What is needed → The expected output is every entry, repeated word for word.
==== Supplied data ====
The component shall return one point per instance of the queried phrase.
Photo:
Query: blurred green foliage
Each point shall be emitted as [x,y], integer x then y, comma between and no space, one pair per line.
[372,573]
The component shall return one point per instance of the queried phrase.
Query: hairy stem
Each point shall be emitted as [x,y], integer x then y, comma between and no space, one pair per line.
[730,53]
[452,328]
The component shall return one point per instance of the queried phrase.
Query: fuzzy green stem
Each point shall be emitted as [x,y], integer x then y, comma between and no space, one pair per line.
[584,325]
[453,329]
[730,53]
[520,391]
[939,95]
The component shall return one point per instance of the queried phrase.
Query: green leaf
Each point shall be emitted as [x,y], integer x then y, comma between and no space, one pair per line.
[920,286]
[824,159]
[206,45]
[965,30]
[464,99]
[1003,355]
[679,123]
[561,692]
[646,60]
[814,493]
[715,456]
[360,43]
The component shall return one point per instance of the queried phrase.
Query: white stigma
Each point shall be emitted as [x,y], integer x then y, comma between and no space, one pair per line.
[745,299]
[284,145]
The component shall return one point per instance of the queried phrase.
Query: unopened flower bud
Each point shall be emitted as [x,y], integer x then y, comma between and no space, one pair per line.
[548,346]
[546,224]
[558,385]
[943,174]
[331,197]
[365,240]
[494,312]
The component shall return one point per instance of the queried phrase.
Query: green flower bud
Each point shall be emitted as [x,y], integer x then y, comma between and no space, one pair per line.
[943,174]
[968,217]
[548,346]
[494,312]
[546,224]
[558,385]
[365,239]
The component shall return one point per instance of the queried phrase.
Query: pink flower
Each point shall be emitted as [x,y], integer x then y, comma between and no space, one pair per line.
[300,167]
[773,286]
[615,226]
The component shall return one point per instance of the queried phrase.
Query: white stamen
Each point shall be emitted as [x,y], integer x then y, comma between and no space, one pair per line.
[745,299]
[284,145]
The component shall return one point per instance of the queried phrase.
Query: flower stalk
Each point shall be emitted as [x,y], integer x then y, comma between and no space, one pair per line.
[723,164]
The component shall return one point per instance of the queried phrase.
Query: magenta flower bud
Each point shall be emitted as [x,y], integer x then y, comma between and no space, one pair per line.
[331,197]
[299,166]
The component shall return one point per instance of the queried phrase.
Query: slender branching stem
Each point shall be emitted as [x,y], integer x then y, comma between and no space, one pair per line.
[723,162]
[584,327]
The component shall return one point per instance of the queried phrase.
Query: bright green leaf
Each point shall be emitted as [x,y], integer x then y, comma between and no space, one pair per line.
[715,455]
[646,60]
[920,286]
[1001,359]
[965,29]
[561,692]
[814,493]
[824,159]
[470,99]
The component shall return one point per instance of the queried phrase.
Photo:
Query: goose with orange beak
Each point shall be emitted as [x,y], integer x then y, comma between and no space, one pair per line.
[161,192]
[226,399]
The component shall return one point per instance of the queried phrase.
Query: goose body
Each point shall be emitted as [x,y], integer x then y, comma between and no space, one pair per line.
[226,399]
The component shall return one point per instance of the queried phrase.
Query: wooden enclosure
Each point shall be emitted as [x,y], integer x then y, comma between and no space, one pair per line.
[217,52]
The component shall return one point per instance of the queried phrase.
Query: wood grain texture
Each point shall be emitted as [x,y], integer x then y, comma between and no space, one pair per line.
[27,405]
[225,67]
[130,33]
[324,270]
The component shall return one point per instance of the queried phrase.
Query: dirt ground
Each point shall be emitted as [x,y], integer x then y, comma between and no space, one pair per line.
====
Answer below →
The component shall return one point per instance of the queried phrase.
Photo:
Query: blurred green foliage
Each point shall be emitted as [x,y], integer x then y, comma between and no space, one pair per line.
[372,573]
The component shall return one point per instance of the queried phrase.
Query: hairy stem
Each point shall be emitted as [x,y], integer x then y, comma between and no space, one pair per line.
[730,53]
[452,328]
The component shall return one point per instance of the queried phrase.
Query: fuzzy green stem
Each point shall be emitted as [x,y], integer x then y, comma between and no space, one pair per line.
[584,325]
[453,329]
[730,53]
[520,391]
[939,95]
The component shall return one point per instance of the queried phrase.
Query: green leaf
Each point shall be emitted as [x,y], integer x then y, comma between and no space, one pair per line.
[920,286]
[824,159]
[206,45]
[965,30]
[464,99]
[1003,355]
[679,123]
[561,692]
[646,60]
[814,493]
[715,456]
[360,43]
The component shall return one point per instance of the queried phrase.
Query: white stigma
Each point shall be emitted as [x,y], integer x then y, comma between and no space, one pair per line.
[745,299]
[284,145]
The component shall return one point per instance of the queried phrase.
Query: unopened flower bud
Each point shall be emitted as [x,y], integer x then y, comma between and no space, one pair per line.
[548,346]
[546,224]
[558,385]
[943,174]
[331,197]
[365,240]
[494,312]
The component shall return one point per instance of the queried phrase.
Query: green flower bud
Each point shall be emitted as [x,y], integer x then y, comma between and no space, one pair per line.
[943,174]
[968,217]
[548,346]
[494,312]
[546,224]
[558,385]
[365,239]
The component shall return one point per instance of the queried phrase.
Query: pink flower
Each point shall be emitted as [x,y], integer x then y, comma between and no space, one pair per line.
[300,167]
[773,286]
[615,226]
The component shall return one point per instance of the queried phrase.
Query: white stamen
Each point shall be emitted as [x,y], integer x then y, comma between and no space, one pair per line.
[745,299]
[284,145]
The component shall return one point per instance of the queried phrase.
Query: flower stalk
Each point shall be emitted as [x,y], integer x then y, comma between and no space, one pair per line.
[723,164]
The component shall return one point per instance of the queried phrase.
Query: magenta flower bud
Each point shall be emitted as [x,y], integer x then y, comma between and no space, one pair per line.
[331,197]
[299,166]
The component shall return one point per instance of the queried phrase.
Query: slender branching stem
Each point shall be emitted as [x,y], integer x then y, comma between and no space, one pair per line.
[723,162]
[584,327]
The component shall return one point per instance of the queried phrase.
Query: bright green leaf
Each point shall be emitted as [x,y], integer x then y, comma between and no space, one pair per line.
[715,455]
[646,60]
[920,286]
[1001,359]
[965,29]
[561,692]
[814,493]
[824,159]
[470,99]
The component shall return one point per instance of the queried phrase.
Photo:
Query: goose with orange beak
Each point shall be emitted as [x,y], integer x then y, comma between and no space, one pair per line.
[161,192]
[226,399]
The component shall return one point per instance of the queried phrase.
Query: goose body
Each point shall be emitted as [x,y], integer x then y, comma between and no space, one pair per line.
[226,399]
The component shall return one point per instance of the queried phrase.
Query: wooden enclosure
Each point shall be emitted as [x,y], integer x then y, comma between and no space, one pair per line.
[217,52]
The component shall return one point per instance of the queried phrase.
Query: wood grain texture
Each point shall be emitted as [x,y], integer x then y, comma between and no space, one pair per line.
[27,405]
[225,67]
[130,33]
[324,270]
The component shall return one point per instance of the queried phrase.
Query: dirt ground
Each point shall be emitted as [x,y], integer x then y, comma between and no space, one pair per line.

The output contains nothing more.